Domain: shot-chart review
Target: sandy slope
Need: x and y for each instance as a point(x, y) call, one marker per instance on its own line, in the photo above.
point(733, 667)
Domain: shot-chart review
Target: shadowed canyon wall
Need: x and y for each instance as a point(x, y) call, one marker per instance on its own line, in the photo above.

Work instructions: Rewrite the lines above, replacing "shot-chart review" with "terrain survey" wherever it appears and leaving everything else unchanged.

Answer in full:
Domain: terrain survey
Target: sandy slope
Need: x and y for each instance as a point(x, y) call, one marker per instance on its own line, in the photo above.
point(733, 667)
Domain: terrain survey
Target: shadowed canyon wall
Need: x and y for each instance as a point(x, y) call, one marker per instance on its own line, in the photo above.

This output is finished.